● EXERCISE DETAILS:
Continue the text on swimming precautions from the point where it ends.

● TEXT SEGMENT:
···

DIRECTOR SUGGESTS PRECAUTIONS WHILE SWIMMING
TO PREVENT DISEASE, ACCIDENTS
SPRINGFIELD, Ill. – With summer fast approaching, Dr. Eric E. Whitaker, state public health director, today reminded Illinoisans to take precautions while swimming in order to prevent disease and accidents.
“When people swim in pools, spas, lakes or rivers, they share the same water,” Dr. Whitaker said. “If someone is ill, he or she can contaminate the water and make others sick. Swimming can be hazardous due to the numerous diseases that may be transmitted by contaminated water. There is also a potential for accidents.”
The most common type of illness reported is diarrhea, which is spread by swallowing contaminated water. If someone with diarrhea contaminates the water, swallowing the water can make people sick.
Swimming in water contaminated with germs also can cause infections in your eyes, nose, ears and in cuts and scrapes. Skin infections are the most common illness spread through hot tubs and spas.
Other potential hazards include falls on wet surfaces and diving accidents. “You will have more fun at the beach or pool if you know what potential health hazards to avoid,” Dr. Whitaker said. “For example, you should swim only in pools in which water quality is properly maintained and avoid beaches littered with trash or other debris.”
At the pool, you should:
- Look for obvious signs of cleanliness, including whether the water is clear and if you can see the bottom of the pool. Although it is impossible to tell if water is free of bacteria, the water should appear crystal clear, be continuously circulated and be maintained at a level that allows free overflow into the gutter or skimmer. There should be no strong odor of ammonia or chlorine.
- Make sure drains are clear of debris and that drain covers are in place and secure.
- Determine if a lifeguard is present, especially if children are with you. If no lifeguard is on duty, do not let children swim unless they are accompanied by a responsible adult who knows lifesaving techniques and first aid. No one should swim along, no matter how experienced a swimmer that person may be.
At the beach, you should:
- Avoid swimming at beaches where there are large populations of ducks or geese. The waste produced by these birds causes high bacteria levels in the water.
- Look for movement in the water; it helps keep the water clean. Do not swim in the stagnant or still water.

···

● RAW DATA:
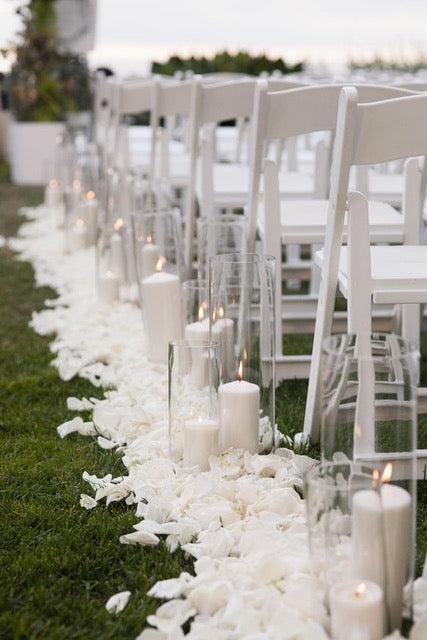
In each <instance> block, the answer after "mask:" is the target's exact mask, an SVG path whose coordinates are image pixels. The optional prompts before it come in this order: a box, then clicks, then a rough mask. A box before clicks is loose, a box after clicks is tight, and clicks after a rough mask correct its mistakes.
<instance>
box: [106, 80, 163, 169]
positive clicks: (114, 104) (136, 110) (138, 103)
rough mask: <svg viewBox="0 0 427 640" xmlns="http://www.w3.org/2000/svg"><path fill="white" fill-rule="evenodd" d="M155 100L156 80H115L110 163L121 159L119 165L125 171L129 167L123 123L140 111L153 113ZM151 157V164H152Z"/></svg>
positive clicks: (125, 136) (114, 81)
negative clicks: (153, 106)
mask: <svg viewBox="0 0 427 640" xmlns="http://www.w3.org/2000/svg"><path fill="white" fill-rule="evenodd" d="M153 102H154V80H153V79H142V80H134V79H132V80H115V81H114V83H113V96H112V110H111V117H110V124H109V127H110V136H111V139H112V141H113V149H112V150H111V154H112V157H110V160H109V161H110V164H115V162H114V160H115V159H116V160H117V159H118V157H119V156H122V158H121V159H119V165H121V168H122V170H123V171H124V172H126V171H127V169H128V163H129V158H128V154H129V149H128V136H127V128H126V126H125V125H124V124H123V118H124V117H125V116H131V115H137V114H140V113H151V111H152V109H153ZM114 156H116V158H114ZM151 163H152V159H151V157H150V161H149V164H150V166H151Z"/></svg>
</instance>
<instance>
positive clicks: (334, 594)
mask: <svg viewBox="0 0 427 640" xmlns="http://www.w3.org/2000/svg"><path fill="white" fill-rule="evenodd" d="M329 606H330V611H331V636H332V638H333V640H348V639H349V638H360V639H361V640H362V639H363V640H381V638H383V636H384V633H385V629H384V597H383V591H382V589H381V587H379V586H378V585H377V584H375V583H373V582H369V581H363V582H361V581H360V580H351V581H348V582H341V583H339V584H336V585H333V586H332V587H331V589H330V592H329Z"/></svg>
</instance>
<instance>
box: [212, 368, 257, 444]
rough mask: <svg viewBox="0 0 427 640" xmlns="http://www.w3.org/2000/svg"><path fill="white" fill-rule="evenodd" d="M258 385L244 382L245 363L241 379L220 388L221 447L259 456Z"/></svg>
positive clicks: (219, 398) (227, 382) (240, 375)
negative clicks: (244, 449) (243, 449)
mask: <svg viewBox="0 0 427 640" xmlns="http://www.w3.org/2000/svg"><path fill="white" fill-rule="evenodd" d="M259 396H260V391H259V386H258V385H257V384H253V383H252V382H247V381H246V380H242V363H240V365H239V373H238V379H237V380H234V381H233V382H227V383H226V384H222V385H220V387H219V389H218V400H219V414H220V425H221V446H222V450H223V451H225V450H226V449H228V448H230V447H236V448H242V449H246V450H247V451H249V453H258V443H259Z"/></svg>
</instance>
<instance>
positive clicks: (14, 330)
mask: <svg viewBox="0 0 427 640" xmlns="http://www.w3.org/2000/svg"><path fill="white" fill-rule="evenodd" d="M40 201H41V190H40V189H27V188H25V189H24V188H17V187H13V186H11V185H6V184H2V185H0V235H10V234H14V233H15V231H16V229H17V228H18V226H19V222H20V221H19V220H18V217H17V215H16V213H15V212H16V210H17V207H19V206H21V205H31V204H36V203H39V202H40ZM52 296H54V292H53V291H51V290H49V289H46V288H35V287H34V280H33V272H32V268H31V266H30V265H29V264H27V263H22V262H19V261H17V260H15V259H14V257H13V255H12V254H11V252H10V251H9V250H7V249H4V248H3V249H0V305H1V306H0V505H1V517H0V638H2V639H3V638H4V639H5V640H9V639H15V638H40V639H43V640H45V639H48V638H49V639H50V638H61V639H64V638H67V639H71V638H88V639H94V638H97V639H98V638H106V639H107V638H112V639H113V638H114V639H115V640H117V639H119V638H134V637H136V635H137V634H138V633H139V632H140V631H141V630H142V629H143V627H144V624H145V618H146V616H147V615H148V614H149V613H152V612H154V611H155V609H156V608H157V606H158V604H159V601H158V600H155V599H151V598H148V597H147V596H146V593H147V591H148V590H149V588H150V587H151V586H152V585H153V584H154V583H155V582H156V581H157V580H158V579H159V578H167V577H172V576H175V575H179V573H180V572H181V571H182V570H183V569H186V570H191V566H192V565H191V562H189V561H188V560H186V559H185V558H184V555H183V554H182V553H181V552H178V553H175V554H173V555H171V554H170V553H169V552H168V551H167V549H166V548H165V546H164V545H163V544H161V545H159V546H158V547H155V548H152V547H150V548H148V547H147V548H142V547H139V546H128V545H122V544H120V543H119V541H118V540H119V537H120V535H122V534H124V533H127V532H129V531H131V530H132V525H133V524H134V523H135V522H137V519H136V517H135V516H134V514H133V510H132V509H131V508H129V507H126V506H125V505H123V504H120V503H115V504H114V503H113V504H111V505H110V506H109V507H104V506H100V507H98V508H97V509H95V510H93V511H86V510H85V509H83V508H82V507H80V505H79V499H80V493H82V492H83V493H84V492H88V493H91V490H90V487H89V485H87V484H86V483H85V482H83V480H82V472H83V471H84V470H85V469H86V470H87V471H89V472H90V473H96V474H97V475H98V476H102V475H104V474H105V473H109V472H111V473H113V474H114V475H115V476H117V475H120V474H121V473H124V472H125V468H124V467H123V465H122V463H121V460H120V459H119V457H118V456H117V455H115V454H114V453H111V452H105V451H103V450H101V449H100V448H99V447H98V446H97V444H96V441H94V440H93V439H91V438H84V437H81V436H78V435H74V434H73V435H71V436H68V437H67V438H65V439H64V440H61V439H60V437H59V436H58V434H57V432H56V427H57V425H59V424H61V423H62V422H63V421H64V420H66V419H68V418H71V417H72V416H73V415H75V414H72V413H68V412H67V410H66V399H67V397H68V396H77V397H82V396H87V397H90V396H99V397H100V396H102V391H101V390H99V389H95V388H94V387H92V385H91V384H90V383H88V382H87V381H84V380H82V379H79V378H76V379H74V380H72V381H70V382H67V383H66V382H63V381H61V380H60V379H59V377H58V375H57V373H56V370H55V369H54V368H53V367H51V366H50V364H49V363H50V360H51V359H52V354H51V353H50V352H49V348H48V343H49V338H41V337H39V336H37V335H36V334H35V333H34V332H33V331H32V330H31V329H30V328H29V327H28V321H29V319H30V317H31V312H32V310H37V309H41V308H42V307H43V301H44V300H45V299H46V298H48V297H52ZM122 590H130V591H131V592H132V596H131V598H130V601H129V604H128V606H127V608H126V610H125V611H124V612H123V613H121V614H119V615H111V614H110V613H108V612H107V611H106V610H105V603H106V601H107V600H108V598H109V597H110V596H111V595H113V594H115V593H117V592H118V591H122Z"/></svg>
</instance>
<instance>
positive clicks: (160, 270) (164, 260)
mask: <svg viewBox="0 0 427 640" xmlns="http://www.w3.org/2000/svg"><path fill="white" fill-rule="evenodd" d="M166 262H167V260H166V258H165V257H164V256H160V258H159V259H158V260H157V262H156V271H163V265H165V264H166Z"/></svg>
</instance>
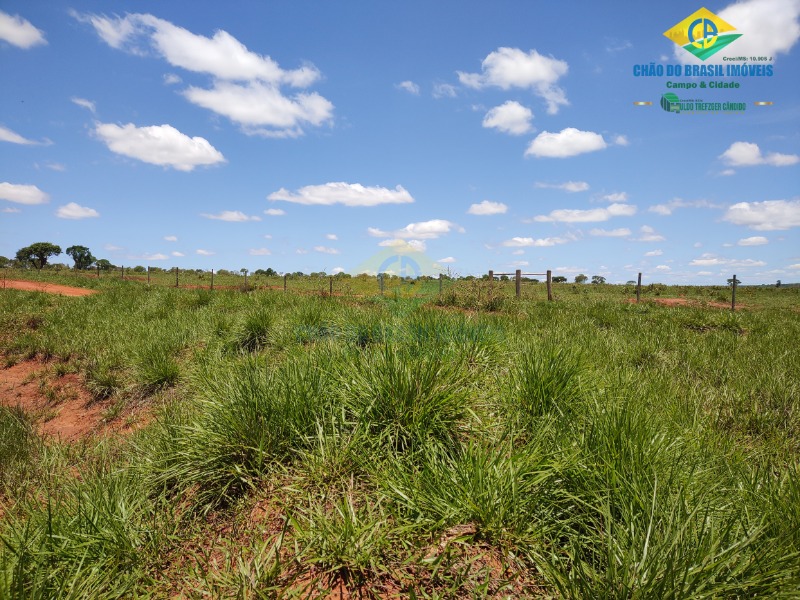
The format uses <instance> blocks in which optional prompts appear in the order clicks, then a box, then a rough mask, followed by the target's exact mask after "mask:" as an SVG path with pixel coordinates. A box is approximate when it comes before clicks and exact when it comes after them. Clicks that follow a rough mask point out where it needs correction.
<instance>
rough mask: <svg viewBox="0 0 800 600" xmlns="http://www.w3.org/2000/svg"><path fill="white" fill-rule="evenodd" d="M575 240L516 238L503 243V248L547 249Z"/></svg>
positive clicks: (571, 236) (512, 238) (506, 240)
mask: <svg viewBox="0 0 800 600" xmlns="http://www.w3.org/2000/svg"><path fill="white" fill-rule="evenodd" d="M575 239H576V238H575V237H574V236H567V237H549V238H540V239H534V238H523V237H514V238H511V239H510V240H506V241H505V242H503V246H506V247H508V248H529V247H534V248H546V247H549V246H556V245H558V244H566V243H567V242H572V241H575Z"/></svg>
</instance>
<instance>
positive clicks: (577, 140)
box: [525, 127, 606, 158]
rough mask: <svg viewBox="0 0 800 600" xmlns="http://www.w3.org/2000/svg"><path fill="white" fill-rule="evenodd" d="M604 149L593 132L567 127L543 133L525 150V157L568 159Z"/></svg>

···

● OUTPUT FOR THIS EXERCISE:
- Look for a sandy – not muddy – beach that has a grassy or wooded area around it. Such areas reduce surface runoff into the swimming water.
- Do not swim at any beach right after a heavy rain. Runoff following a heavy rain may result in a high bacteria count.
- When diving at a beach, exercise extreme caution. Beach water is not as clear as water in a pool, so underwater obstructions may not be visible. If there is any doubt, do not dive.
At the spa or hot tub, you should:
- Ensure that the water is not extremely hot, which is not safe. Soaking time should not exceed 10 to 15 minutes at temperatures between 98 and 104 degrees Fahrenheit. If you start to feel lightheaded or nauseated, get out of the water immediately.
- Monitor or restrict small children from using a spa or hot tub, due to the heat and turbulent waters.
- Verify that suction grate covers are in place to prevent entrapment. Do not submerge your head in the water. People with long hair should tie it up or wear a cap to avoid possible entrapment by the suction inlets.
To stop germs from causing illness:
- Don’t swim when you have diarrhea. This is especially important for kids in diapers. Germs can be spread in the water and make others sick.
- Don’t swallow the water and, if possible, avoid getting water in your mouth.
- Practice good hygiene. Take a shower before swimming and wash your hands after using the toilet or changing diapers. Germs on your body end up in the water.
- Take children on frequent bathroom breaks or check diapers often.
- Change diapers in a bathroom and not at poolside.
- Wash your child thoroughly with soap and water before swimming.
Diarrhea can last from a few days to weeks. If you have diarrhea, drink plenty of fluids to prevent dehydration. Seek immediate medical attention if you have any of the following symptoms:
- Bloody diarrhea
- Diarrhea that does not resolve in five days
- Diarrhea accompanied by fever or chills
In order to minimize the risks associated with swimming, the Illinois Department of Public Health requires the state’s 3,500 swimming pools and spas to meet water quality and safety standards. The Department enforces these rules and regulations through plan approvals and inspections.
To prevent illnesses associated with swimming at Illinois beaches, each licensed beach is inspected annually to determine that required safety features are in place and there are no sources of possible pollution such as sewage discharges. The Department also requires that each of the 335 licensed public beaches be sampled every two weeks to determine that bacterial levels in the water are within established limits.